Repeat each line exactly as it is written.

### Input for this task:
## begin
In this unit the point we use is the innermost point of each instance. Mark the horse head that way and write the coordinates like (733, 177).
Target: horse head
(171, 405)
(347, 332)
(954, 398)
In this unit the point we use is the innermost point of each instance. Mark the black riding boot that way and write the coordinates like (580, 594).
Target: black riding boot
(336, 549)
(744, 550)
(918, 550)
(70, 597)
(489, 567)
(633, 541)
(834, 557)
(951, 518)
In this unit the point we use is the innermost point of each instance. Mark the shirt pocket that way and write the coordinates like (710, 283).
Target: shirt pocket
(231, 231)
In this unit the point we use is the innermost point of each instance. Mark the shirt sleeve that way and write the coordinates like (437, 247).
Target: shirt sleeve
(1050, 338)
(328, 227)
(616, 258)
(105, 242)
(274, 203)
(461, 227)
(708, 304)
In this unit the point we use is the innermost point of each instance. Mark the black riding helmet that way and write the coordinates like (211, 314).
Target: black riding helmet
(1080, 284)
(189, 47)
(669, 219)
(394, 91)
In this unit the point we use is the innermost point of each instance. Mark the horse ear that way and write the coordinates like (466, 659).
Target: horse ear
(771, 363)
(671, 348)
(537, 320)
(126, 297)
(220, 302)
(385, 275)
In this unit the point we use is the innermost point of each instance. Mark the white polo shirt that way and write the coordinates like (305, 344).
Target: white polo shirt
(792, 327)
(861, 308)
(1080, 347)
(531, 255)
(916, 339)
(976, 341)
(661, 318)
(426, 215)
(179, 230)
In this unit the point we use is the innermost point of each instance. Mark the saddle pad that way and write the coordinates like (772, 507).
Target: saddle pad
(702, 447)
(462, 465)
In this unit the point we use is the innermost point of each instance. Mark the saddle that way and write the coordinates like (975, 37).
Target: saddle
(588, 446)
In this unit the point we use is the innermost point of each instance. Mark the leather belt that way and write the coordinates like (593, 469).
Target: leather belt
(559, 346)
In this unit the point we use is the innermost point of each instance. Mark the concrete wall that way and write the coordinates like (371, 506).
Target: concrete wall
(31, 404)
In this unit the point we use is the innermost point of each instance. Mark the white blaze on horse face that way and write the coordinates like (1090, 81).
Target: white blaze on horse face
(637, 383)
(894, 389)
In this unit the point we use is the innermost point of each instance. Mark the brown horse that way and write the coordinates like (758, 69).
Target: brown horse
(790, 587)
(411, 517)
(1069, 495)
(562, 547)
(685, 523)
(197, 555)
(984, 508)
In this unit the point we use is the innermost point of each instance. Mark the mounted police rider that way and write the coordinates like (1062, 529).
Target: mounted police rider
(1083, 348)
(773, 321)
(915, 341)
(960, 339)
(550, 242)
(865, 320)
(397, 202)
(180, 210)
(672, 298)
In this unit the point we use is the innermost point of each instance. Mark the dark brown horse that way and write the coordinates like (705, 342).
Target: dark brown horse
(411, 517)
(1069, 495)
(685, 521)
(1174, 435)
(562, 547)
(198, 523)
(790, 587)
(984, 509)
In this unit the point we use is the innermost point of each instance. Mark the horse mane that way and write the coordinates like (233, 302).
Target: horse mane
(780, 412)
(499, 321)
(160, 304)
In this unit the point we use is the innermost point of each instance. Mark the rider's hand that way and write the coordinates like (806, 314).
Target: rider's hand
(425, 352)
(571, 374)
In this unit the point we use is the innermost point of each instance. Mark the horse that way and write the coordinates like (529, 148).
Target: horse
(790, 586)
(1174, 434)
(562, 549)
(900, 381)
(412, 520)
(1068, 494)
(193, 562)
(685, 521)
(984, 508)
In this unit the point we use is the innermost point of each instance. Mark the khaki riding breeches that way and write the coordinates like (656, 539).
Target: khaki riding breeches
## end
### Solution below:
In this unit the point we use is the innermost point of each instance. Mark the horse head that way and write the coordinates like (733, 177).
Target: horse head
(171, 405)
(347, 332)
(954, 398)
In this unit the point we use is the innermost point of each instance. Mark the black riding boot that way and write the coordinates like (580, 594).
Target: black riding boot
(336, 549)
(744, 550)
(918, 550)
(70, 597)
(489, 567)
(633, 541)
(834, 557)
(951, 518)
In this unit the point we use is the innermost point of each instance. Mark the shirt pocket that way and write the coordinates like (710, 283).
Target: shirt pocket
(231, 231)
In this unit the point we use is the innermost point of each instance. Mark the shirt sleeve that way and write the coordinates like (437, 247).
Target: shirt sleeve
(1050, 338)
(328, 227)
(616, 258)
(105, 242)
(274, 203)
(461, 227)
(708, 304)
In this unit the point we use is the innermost point of each instance. Mark the black riding helmet that way and write the coordinates like (211, 314).
Target: black riding helmet
(1080, 284)
(189, 47)
(669, 219)
(394, 91)
In this unit the point we use is the innermost point of each instance. Mark the horse ear that way and write the coordinates like (466, 659).
Target: horse ear
(771, 363)
(671, 348)
(537, 320)
(126, 297)
(220, 302)
(385, 275)
In this unit the point we use is the innermost point of each instance. Mark the white polo shirt that way and write the coordinates like (305, 344).
Target: white polo shirt
(792, 327)
(861, 308)
(1080, 347)
(531, 255)
(916, 339)
(976, 341)
(661, 318)
(426, 215)
(179, 230)
In this unit the point we use is the innermost point of each instance. Mark the saddle pad that way and write the coordinates like (772, 507).
Target: saddle pad
(702, 447)
(462, 465)
In this unit the point we use is the innermost point of each instance. Mark the saddle that way and write the coordinates like (975, 37).
Target: saddle
(588, 446)
In this unit the point we use is the innermost point of each instance. Mark the leather belt that way and write the coordinates like (593, 469).
Target: leather belt
(559, 346)
In this unit the point we use is the innermost point of each instance. Mark the concrete wall that way and write the coordinates like (371, 506).
Target: concrete wall
(31, 404)
In this unit the point we use is the innermost point of each instance. Mark the white blaze on horse face that way and write the coordinates like (1090, 81).
Target: white blaze on horse face
(637, 383)
(894, 389)
In this unit the point we use is the innermost point of each instance. Mark the brown horse that way and write the coordinates like (758, 69).
Target: brown horse
(790, 587)
(411, 517)
(1069, 495)
(562, 547)
(685, 523)
(197, 555)
(984, 508)
In this unit the point we use is the innermost point of each instance. Mark the mounted police rider that way and write the coordinates like (1062, 529).
Target: mounted police rider
(1083, 348)
(773, 321)
(915, 341)
(960, 339)
(550, 242)
(865, 320)
(397, 202)
(180, 210)
(672, 298)
In this unit the point we use is the innermost point of each instance. Mark the dark brown horse that way and write the coordinates like (705, 342).
Target: dark brown horse
(411, 517)
(1069, 495)
(685, 521)
(1174, 435)
(562, 547)
(198, 523)
(790, 587)
(984, 509)
In this unit the point we use is the innermost point of each instance. Mark the horse mane that way and write the coordinates like (233, 302).
Target: horse mane
(780, 412)
(499, 321)
(160, 304)
In this unit the point we use is the innermost point of each instance. Mark the rider's hand that way and write the coordinates like (806, 314).
Target: rider's hand
(425, 352)
(571, 374)
In this unit the point we use is the innermost point of each instance. Mark the horse that way and write the coordinates like (529, 148).
Target: horse
(790, 586)
(1174, 434)
(562, 549)
(900, 381)
(412, 520)
(1068, 494)
(193, 562)
(685, 521)
(984, 508)
In this unit the point we use is the innermost point of each instance. Mark the khaki riding breeches that way and write the coordinates like (656, 539).
Target: khaki riding breeches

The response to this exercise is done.